| PROBLEM |
Retype the records that follow, every line exactly as written.

| SUPPLIED MATERIAL |
╔══

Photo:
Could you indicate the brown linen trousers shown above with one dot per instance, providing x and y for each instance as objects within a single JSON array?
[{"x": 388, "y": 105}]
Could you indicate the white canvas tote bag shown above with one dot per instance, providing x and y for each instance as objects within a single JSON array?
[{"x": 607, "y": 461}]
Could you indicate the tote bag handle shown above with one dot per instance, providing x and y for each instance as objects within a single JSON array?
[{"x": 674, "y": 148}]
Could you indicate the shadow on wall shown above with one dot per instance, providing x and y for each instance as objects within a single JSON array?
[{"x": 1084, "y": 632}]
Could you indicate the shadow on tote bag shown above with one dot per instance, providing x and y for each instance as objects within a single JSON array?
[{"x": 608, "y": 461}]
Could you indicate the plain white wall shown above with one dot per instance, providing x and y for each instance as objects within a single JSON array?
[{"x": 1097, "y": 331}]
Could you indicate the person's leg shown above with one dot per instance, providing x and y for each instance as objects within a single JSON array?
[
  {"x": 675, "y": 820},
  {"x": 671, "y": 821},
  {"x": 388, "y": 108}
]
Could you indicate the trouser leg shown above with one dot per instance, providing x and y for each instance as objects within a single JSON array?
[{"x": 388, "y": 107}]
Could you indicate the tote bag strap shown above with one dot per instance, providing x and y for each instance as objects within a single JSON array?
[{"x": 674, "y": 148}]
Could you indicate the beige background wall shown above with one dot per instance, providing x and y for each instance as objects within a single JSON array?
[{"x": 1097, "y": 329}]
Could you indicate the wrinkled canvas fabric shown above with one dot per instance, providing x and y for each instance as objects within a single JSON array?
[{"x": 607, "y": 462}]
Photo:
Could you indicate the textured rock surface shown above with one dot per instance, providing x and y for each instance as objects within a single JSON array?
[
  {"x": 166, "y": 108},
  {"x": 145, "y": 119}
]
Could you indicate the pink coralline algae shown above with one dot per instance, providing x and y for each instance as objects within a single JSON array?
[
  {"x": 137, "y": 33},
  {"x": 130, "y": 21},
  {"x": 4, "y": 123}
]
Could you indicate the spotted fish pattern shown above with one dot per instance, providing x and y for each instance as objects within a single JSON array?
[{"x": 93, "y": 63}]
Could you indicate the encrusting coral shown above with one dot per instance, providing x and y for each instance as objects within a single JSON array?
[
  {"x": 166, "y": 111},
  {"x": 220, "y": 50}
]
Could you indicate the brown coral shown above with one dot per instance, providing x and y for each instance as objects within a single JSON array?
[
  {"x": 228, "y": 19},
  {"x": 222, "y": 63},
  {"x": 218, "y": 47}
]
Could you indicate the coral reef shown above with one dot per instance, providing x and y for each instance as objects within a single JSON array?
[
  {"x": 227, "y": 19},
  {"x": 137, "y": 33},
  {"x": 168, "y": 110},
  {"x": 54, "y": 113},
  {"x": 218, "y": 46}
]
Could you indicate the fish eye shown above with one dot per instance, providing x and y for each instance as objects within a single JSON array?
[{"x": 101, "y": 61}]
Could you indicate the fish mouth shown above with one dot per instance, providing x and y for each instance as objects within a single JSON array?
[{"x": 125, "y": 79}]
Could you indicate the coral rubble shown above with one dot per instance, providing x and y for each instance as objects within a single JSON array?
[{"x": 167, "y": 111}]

╚══

| EXPECTED ANSWER |
Photo:
Could you indicate the brown linen trousers shown above with one dot per instance, providing x and y for each instance as objects within a single JSON array?
[{"x": 388, "y": 105}]
Could you indicate the white canvas tote bag shown above with one dot per instance, providing x and y for each instance as objects within a single JSON array?
[{"x": 607, "y": 461}]
Could you indicate the tote bag handle shown above with one dot per instance, providing x and y for each instance as objects within a single JSON array?
[{"x": 674, "y": 148}]
Could you indicate the shadow on wall shown above with one dot per instance, providing x and y for each instance as objects within a single JSON array?
[{"x": 1084, "y": 632}]
Could you indicate the shadow on tote bag shown above with one dot per instance, providing x and y for each instance as objects within a single JSON array?
[{"x": 608, "y": 461}]
Could you indicate the plain white wall shown above with one dot per instance, providing x and y for each instance as objects within a single JSON array?
[{"x": 1097, "y": 331}]
Could you indicate the person's leg shown above with one dot per instance, providing x and y for each instance as objects within a single JSON array?
[
  {"x": 675, "y": 820},
  {"x": 671, "y": 821},
  {"x": 388, "y": 108}
]
Could you indicate the trouser leg shown above with one dot per instance, providing x and y for each instance as objects within a single JSON array?
[{"x": 388, "y": 107}]
Could you indicate the tote bag strap shown above with one dot per instance, providing x and y for each instance as objects within a single JSON array?
[{"x": 674, "y": 148}]
Could you indicate the beige background wall shown above with one dot per instance, providing x and y for each instance as objects within a single JSON array?
[{"x": 1097, "y": 329}]
Could you indicate the wrinkled canvas fabric shown above with one dot per instance, providing x and y for each instance as objects within a single JSON array?
[{"x": 607, "y": 462}]
Photo:
Could you indicate the textured rock surface shown above with one dot per instance, providing x and y for each instance as objects within a single JSON array?
[
  {"x": 166, "y": 108},
  {"x": 145, "y": 119}
]
Could you indicate the pink coralline algae shown above with one dot per instance, providing x and y for each instance as objects within a single JSON array?
[
  {"x": 137, "y": 33},
  {"x": 130, "y": 21},
  {"x": 4, "y": 123}
]
Could you indicate the spotted fish pattern shown above with one dot per instance, providing x and y for each instance as objects within a single JSON array?
[{"x": 93, "y": 63}]
Could you indicate the encrusting coral shown above with one dot per instance, providing x and y for each instance as objects within a single JSON array?
[
  {"x": 166, "y": 111},
  {"x": 220, "y": 50}
]
Could you indicate the brown coral shown above with one dot per instance, providing x and y for each instance as objects within a single JSON array?
[
  {"x": 228, "y": 19},
  {"x": 222, "y": 63},
  {"x": 218, "y": 47}
]
Could you indicate the coral reef shown above with one dot per instance, providing x and y for each instance as objects within a single JSON array?
[
  {"x": 227, "y": 19},
  {"x": 137, "y": 33},
  {"x": 168, "y": 110},
  {"x": 54, "y": 113},
  {"x": 218, "y": 46}
]
Could you indicate the fish eye shown above with one dot per instance, providing x and y for each instance as objects within a single JSON array?
[{"x": 101, "y": 61}]
Could you indicate the fish mouth shown above with one dot per instance, providing x and y for each instance as objects within a single JSON array?
[{"x": 125, "y": 79}]
Could you indicate the coral rubble shown above with one dot per instance, providing x and y for each instance as objects within a single JSON array?
[{"x": 167, "y": 111}]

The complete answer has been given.